▶ _The exercise_: Gather every row below that contains the word "segment", counting only matches in the same upper- and lowercase letters.

▶ _Data provided_:
§ §

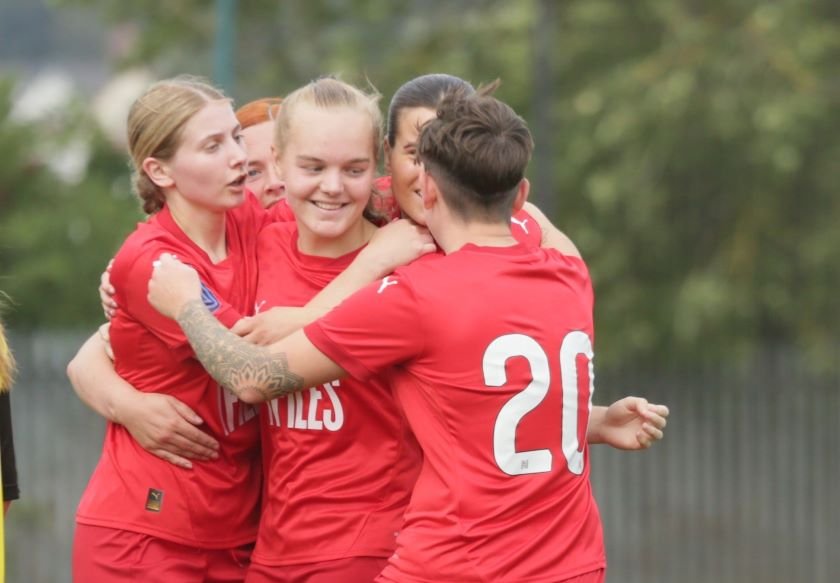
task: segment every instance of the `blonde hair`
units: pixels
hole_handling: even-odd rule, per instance
[[[15,357],[6,340],[6,330],[0,322],[0,393],[12,388],[15,377]]]
[[[274,147],[278,156],[282,156],[291,132],[295,111],[301,105],[310,105],[319,109],[347,107],[370,116],[371,149],[374,162],[379,158],[379,143],[382,141],[382,113],[379,111],[381,95],[372,91],[365,93],[361,89],[333,77],[322,77],[296,89],[283,100],[283,107],[274,123]]]
[[[158,81],[132,104],[127,123],[132,184],[146,214],[163,208],[165,199],[143,171],[143,160],[170,160],[181,145],[186,123],[205,105],[219,100],[228,98],[202,79],[184,75]]]

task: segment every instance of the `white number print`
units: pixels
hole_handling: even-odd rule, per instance
[[[592,340],[585,332],[570,332],[560,345],[560,385],[563,392],[561,420],[561,449],[570,472],[583,473],[583,453],[578,451],[578,373],[577,357],[589,362],[589,403],[592,408],[594,371],[592,368]],[[496,416],[493,427],[493,455],[496,465],[511,476],[550,472],[550,449],[516,451],[516,430],[525,415],[536,409],[545,399],[551,386],[548,356],[536,340],[524,334],[506,334],[496,338],[484,351],[484,384],[501,387],[507,383],[505,364],[513,357],[525,358],[531,369],[531,382],[511,397]]]

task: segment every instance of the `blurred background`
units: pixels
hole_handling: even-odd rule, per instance
[[[125,115],[151,81],[239,104],[339,74],[383,108],[446,72],[531,126],[532,200],[596,292],[596,402],[672,410],[594,448],[611,583],[840,579],[835,0],[3,0],[0,290],[20,376],[9,581],[69,581],[104,422],[66,380],[142,220]]]

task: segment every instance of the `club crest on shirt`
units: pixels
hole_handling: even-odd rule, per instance
[[[146,496],[146,510],[149,512],[160,512],[163,506],[163,490],[149,488],[149,494]]]
[[[216,296],[213,295],[213,292],[210,291],[210,288],[204,285],[203,282],[201,284],[201,301],[204,302],[204,305],[211,312],[215,312],[219,309],[219,306],[222,305],[219,300],[216,299]]]

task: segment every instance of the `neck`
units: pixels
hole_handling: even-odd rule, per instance
[[[224,211],[196,207],[180,196],[167,197],[172,220],[190,240],[218,263],[227,258]]]
[[[512,247],[516,239],[507,223],[475,223],[450,219],[439,228],[429,227],[437,244],[446,254],[464,245],[479,247]]]
[[[347,255],[370,242],[376,226],[361,219],[338,237],[325,237],[298,222],[298,249],[306,255],[334,259]]]

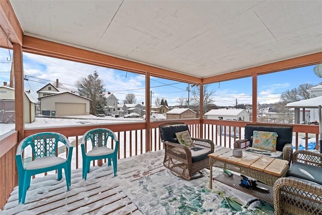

§ §

▶ _Response_:
task: segment every instance of the `blonde hair`
task: segment every instance of the `white number print`
task: segment every instance of the `blurred background`
task: segment every instance of the `club crest on shirt`
task: segment every instance of the `neck`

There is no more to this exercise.